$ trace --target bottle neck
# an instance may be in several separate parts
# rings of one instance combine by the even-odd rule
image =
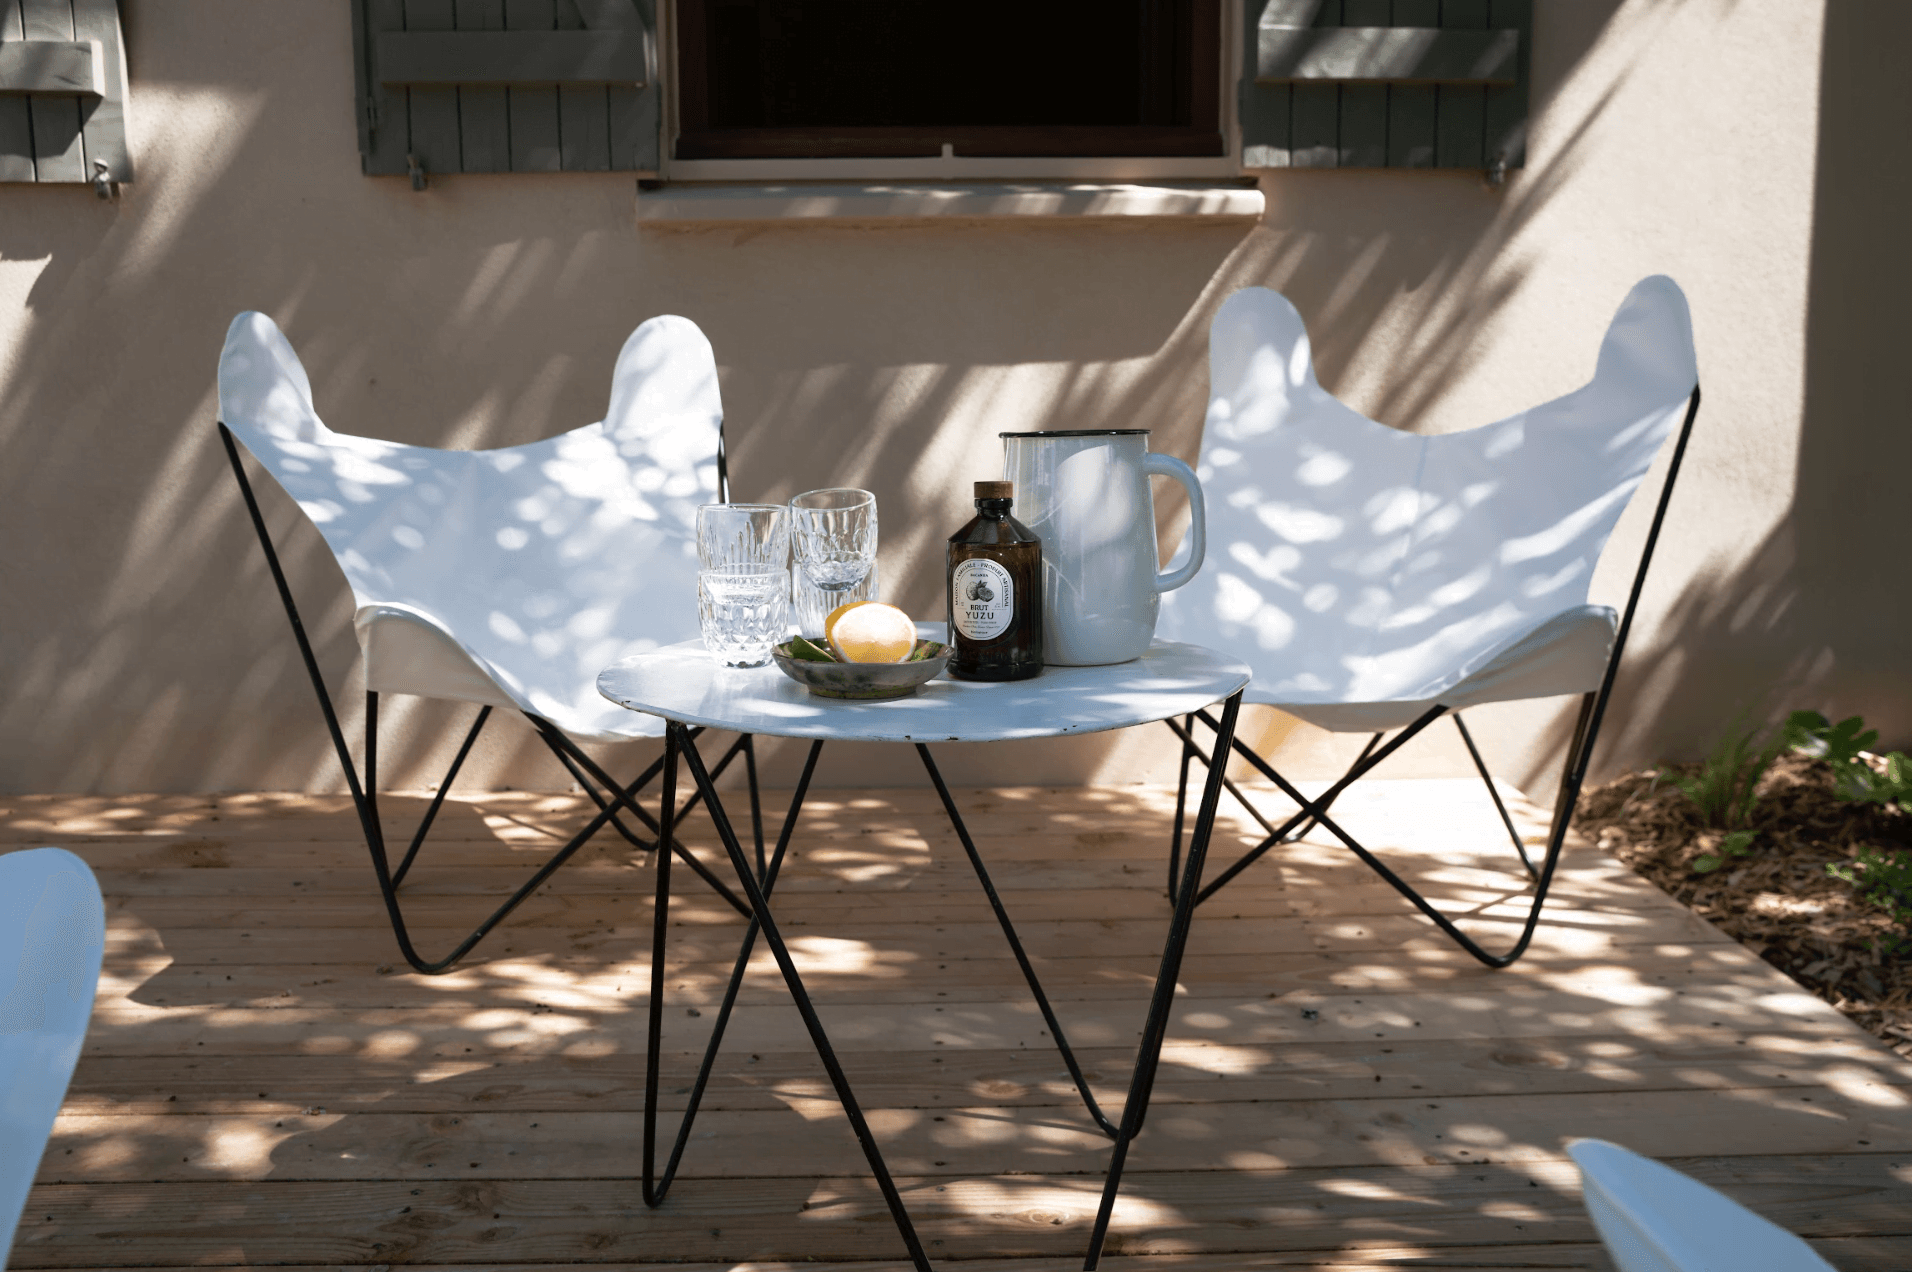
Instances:
[[[1009,505],[1013,502],[1015,501],[1010,499],[978,499],[976,515],[984,521],[1007,521]]]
* * * * * * *
> What is needed
Go through the entries above and output them exactly, without pictures.

> Response box
$ trace --target bottle neck
# an instance may be in several separate parts
# rings of one instance combine by the even-odd rule
image =
Instances:
[[[1009,505],[1013,502],[1015,501],[1010,499],[978,499],[976,515],[984,521],[1007,521]]]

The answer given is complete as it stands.